■ **Texto para análisis**:
%%
EL DÍNAMO
La eficiencia y la dignidad
En la vorágine de sentimientos que ha provocado este febrero triste para Chile, existe un elemento que enciende una pequeña luz de esperanza como mirada común. La eficiencia en la gestión pública, a menudo mirada en menos en discursos que la abordaban como mera tecnocracia, se ha revalorizado al aparecer como uno de los elementos transversalmente valorados del legado del ex presidente Sebastián Piñera tras su trágico deceso.
El rol de un Estado es particularmente necesario cuando sus habitantes enfrentan catástrofes inesperadas. Es allí cuando puede aparecer lo mejor de sus capacidades: el poder mover recursos, enfrentar la emergencia y luego ser el apoyo para que las personas logren reconstruir sus vidas. También es, de forma usual, una carrera contra el tiempo. Llegar un día antes o después no da lo mismo: es una señal poderosa, en lo práctico y en lo anímico, de que aquellos que sufrieron lo indecible no están solos. A veces esas soluciones iniciales no son perfectas. Pero el valor de estar, de dar una pequeña base de normalidad en tiempos complejos, otorgando un lugar desde el cual empezar a rearmar lo perdido, es uno de los elementos que justifica la existencia del Estado.
A Sebastián Piñera le tocaron no una, sino dos contingencias catastróficas donde un Estado ágil y eficiente podía marcar la diferencia. Una de ellas la recibió apenas días antes de su primer mandato: el terremoto del 27 de febrero de 2010. La otra marcó la mitad final de su segundo período: la pandemia del COVID-19. Cada una de ellas tenía múltiples complejidades, impacto en diversas áreas de la vida y una necesidad de respuestas urgentes.
En ambos casos, el tiempo ha sabido valorar el sentido de prisa que se impuso a las tareas. Con símbolos como el plazo perentorio de 45 días que Piñera le puso al entonces ministro de Educación, Joaquín Lavín, para que todos los niños de las zonas devastadas el 27-F volvieran a clases, nada más asumir la presidencia; o la masiva campaña de vacunación iniciada antes de un año del primer caso de COVID-19 en Chile, siguiendo criterios estrictos de edad y salud como prioridades, sin importar la condición social ni económica.
Son ejemplos claros del poder positivo que puede tener el músculo del Estado: en el primer caso, su capacidad de priorizar y acelerar tareas, moviendo recursos que estarían fuera del alcance de un particular cualquiera; y en el segundo, el asegurar, en un momento crítico, una distribución equitativa de un medicamento clave para superar una pandemia que había paralizado a una parte importante del mundo.
%%
■ **Material proporcionado**:
%%
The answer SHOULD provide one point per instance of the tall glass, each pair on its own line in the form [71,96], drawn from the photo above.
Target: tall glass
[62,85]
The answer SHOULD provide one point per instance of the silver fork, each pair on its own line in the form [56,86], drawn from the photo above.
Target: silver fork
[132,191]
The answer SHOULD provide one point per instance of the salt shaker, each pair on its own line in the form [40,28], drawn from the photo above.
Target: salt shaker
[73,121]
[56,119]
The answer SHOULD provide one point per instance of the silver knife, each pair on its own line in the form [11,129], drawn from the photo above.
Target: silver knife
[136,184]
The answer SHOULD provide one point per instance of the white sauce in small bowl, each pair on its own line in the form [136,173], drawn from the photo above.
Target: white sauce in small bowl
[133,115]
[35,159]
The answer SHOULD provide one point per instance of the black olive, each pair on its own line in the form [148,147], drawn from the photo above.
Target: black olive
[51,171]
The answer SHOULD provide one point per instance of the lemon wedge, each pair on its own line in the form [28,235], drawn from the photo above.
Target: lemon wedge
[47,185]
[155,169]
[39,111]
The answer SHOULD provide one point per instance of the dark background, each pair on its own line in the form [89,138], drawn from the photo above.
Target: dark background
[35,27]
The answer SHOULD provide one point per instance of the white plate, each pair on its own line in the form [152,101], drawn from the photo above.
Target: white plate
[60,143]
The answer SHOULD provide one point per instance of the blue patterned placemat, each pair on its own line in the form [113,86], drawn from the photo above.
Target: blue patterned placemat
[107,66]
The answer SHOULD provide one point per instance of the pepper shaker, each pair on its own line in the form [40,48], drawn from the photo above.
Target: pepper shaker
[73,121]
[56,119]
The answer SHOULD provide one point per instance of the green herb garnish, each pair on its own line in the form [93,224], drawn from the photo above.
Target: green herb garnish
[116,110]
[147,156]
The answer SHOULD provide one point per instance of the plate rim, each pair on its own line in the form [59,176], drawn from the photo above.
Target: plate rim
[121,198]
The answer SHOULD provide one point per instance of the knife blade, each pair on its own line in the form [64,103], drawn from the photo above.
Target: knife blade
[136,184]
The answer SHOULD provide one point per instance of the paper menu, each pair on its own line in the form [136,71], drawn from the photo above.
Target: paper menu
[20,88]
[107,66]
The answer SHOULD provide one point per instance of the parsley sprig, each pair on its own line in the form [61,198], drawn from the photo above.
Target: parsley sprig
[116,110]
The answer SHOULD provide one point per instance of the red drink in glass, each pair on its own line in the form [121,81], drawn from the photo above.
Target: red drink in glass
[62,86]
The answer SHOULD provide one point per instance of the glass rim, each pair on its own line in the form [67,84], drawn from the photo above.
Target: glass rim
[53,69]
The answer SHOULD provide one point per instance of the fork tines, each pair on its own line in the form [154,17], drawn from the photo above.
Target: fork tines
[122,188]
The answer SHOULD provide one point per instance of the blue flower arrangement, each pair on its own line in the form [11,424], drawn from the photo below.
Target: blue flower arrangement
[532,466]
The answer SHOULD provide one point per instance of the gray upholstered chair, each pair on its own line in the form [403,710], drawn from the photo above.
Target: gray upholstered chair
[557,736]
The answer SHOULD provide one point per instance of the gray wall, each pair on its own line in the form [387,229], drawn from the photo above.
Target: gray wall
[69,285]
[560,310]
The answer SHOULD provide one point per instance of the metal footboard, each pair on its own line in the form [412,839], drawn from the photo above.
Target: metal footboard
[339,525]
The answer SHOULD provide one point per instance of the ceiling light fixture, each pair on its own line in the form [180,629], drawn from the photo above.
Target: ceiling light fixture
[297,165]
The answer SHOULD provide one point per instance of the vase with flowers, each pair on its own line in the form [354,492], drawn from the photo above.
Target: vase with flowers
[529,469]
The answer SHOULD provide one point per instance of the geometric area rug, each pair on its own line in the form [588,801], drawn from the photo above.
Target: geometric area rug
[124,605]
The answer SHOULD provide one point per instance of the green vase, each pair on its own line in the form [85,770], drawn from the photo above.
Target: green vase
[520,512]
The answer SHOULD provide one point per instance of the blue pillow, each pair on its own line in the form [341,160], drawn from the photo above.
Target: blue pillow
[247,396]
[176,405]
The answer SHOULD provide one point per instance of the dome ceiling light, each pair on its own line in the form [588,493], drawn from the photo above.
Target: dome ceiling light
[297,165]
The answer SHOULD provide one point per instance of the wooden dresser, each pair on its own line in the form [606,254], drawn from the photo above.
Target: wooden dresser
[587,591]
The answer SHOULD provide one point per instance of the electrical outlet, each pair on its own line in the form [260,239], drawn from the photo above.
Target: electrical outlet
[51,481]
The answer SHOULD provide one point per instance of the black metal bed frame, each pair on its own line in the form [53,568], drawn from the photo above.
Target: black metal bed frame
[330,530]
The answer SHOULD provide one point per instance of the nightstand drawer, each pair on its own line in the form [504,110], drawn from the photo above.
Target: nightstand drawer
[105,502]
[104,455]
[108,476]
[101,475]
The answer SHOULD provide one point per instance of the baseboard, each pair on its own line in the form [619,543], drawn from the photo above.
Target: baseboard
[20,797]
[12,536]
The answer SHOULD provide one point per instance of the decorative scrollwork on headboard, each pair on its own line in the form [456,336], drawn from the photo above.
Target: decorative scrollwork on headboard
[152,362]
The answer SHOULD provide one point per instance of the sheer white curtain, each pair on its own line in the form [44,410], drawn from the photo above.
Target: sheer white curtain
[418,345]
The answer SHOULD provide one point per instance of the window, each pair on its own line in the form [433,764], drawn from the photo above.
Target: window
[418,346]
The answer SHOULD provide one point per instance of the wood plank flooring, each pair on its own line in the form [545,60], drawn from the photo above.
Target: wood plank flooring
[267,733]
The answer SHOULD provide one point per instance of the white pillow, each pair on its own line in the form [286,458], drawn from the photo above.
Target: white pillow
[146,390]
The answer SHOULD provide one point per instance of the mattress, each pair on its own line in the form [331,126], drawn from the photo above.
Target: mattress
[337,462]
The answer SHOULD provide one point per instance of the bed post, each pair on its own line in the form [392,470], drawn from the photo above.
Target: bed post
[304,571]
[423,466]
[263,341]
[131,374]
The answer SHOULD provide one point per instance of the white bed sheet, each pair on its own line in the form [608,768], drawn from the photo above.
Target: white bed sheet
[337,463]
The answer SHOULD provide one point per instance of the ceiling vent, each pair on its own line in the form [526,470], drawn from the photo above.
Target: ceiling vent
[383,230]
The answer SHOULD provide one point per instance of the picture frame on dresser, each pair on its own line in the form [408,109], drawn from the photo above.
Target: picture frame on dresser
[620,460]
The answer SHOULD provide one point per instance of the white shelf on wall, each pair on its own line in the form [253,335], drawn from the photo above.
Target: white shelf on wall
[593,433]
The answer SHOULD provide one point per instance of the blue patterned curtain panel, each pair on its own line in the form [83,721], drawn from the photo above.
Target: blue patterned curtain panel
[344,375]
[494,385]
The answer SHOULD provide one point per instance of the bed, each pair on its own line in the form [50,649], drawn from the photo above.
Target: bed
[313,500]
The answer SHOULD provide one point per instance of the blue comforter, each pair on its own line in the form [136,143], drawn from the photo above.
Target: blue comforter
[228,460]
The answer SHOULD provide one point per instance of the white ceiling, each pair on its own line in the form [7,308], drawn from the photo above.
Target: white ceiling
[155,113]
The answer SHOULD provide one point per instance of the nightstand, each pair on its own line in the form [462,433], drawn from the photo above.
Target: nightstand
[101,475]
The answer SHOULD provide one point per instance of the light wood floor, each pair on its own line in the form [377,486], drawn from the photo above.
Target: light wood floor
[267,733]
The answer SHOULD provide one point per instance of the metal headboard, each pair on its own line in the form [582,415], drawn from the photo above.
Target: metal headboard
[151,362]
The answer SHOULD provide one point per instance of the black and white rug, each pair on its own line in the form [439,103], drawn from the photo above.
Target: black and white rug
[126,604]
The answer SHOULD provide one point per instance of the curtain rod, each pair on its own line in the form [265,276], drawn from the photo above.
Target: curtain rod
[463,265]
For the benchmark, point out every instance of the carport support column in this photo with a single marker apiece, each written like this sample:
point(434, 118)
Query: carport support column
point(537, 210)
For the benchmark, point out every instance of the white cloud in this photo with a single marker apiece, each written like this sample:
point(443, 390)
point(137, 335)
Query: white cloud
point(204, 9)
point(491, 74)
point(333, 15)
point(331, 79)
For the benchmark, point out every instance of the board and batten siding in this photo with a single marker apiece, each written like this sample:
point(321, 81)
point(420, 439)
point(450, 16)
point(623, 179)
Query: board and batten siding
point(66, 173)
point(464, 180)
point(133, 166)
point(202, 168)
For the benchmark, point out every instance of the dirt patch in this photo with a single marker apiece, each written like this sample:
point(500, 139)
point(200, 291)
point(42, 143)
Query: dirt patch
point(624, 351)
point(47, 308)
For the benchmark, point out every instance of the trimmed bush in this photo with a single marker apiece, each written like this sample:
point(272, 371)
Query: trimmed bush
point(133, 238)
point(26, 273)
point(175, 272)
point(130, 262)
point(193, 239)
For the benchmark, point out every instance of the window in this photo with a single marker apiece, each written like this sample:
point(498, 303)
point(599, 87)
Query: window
%%
■ **Conjunto de tareas**:
a. Según la columna sobre la eficiencia y la dignidad, ¿qué plazo fijó Piñera al ministro de Educación para que los niños de las zonas devastadas volvieran a clases?
b. Extraiga de la columna sobre la eficiencia y la dignidad el fragmento que va desde "Son ejemplos claros" hasta "importante del mundo.".
El listado no guarda relación alguna con la columna sobre la eficiencia y la dignidad.

■ **Lista de respuestas**:
a. Un plazo perentorio de 45 días.

b.
Son ejemplos claros del poder positivo que puede tener el músculo del Estado: en el primer caso, su capacidad de priorizar y acelerar tareas, moviendo recursos que estarían fuera del alcance de un particular cualquiera; y en el segundo, el asegurar, en un momento crítico, una distribución equitativa de un medicamento clave para superar una pandemia que había paralizado a una parte importante del mundo.